- _Work to do_
Extract every line from the entries below that contains the string "smartphone".

== The input ==

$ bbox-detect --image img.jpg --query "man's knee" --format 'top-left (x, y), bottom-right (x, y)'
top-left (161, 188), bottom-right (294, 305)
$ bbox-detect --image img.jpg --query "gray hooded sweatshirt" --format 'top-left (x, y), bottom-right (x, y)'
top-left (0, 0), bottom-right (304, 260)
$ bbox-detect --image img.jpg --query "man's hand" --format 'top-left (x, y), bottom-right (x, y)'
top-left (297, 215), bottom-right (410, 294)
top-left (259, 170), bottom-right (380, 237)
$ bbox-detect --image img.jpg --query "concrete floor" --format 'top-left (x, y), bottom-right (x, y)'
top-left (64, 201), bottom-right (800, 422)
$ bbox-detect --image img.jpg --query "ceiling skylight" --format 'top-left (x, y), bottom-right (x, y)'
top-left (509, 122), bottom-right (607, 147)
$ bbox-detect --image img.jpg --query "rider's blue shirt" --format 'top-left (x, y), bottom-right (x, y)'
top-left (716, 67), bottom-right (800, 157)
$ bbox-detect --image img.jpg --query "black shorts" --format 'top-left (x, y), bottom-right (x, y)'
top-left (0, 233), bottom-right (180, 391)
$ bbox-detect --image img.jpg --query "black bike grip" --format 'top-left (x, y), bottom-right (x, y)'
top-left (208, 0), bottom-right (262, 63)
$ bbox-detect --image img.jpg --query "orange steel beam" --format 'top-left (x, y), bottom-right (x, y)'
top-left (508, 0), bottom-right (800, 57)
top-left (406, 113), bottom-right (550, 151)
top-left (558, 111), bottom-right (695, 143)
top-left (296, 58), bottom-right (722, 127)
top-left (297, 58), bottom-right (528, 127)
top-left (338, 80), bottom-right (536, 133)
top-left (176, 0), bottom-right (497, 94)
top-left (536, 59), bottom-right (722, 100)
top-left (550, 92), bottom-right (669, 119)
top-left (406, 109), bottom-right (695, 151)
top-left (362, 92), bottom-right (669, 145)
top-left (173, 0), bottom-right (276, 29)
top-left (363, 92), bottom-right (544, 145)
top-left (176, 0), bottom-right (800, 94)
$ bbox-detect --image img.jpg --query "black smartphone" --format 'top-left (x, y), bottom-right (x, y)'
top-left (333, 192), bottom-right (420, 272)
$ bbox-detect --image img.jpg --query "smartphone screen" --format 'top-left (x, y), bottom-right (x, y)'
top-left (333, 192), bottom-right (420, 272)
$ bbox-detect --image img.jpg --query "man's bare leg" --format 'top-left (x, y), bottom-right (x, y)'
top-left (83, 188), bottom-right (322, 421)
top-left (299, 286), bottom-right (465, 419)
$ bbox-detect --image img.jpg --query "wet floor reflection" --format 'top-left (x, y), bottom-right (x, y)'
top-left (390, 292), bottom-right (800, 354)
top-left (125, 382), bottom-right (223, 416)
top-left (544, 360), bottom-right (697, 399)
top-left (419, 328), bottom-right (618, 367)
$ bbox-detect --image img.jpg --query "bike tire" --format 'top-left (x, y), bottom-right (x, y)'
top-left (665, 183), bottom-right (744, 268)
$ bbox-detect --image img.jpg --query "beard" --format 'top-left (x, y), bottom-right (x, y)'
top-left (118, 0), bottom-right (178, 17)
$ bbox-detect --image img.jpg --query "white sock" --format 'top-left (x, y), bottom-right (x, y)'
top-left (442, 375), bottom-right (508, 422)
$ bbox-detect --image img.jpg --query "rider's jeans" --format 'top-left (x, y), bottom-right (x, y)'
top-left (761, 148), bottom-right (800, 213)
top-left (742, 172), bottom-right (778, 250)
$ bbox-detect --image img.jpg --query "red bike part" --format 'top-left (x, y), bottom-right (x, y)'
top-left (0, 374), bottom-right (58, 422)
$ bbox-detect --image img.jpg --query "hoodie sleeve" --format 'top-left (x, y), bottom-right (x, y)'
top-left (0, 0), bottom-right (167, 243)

===

- _Exercise result_
$ bbox-detect --image img.jpg --query "black smartphone" --format 'top-left (x, y), bottom-right (x, y)'
$ bbox-detect --image img.jpg --query "smartphone screen" --format 'top-left (x, y), bottom-right (x, y)'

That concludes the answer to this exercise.